**DOCUMENT SOURCE**
======

LIEU DE NAISSANCE : Worcester, en Angleterre.
FORMATION : licence de biophysique, maîtrise d’ergonomie du design.
EMPLOIS PRÉCÉDENTS : directeur marketing chez Levi Strauss & Co à San Francisco.
FAMILLE : marié et deux enfants.
RÉSIDENCE : Toulouse, travaille à Londres et en France.
FILM PRÉFÉRÉ : Sin City.
PUB RECOMMANDÉ À LONDRES : le Gun-makers, à Clerkenwell.
CD ÉCOUTÉ : Demon Days du groupe Gorillaz.
LOISIRS : fabrication de meubles, bikram yoga et jogging.

Via son travail à l’agence de design IDEO, Richard Kelly aide ses clients à traverser les eaux agitées du changement et de l’innovation.

======

**MATÉRIEL FOURNI**
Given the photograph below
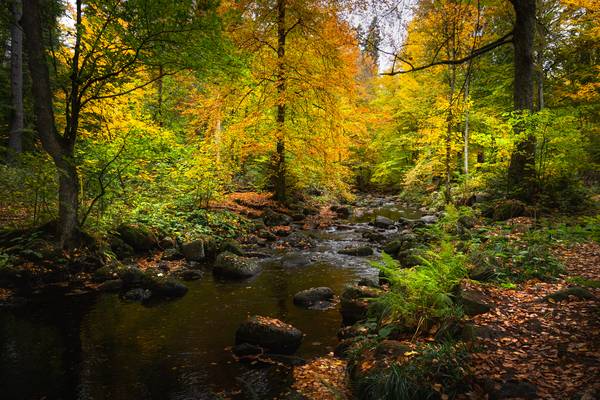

======

**CONSIGNE**
Recopiez à l'identique le passage du document source qui commence aux mots « LIEU DE NAISSANCE : Worcester, en » et s'arrête après « du groupe Gorillaz. ».

**RÉPONSE**
LIEU DE NAISSANCE : Worcester, en Angleterre.
FORMATION : licence de biophysique, maîtrise d’ergonomie du design.
EMPLOIS PRÉCÉDENTS : directeur marketing chez Levi Strauss & Co à San Francisco.
FAMILLE : marié et deux enfants.
RÉSIDENCE : Toulouse, travaille à Londres et en France.
FILM PRÉFÉRÉ : Sin City.
PUB RECOMMANDÉ À LONDRES : le Gun-makers, à Clerkenwell.
CD ÉCOUTÉ : Demon Days du groupe Gorillaz.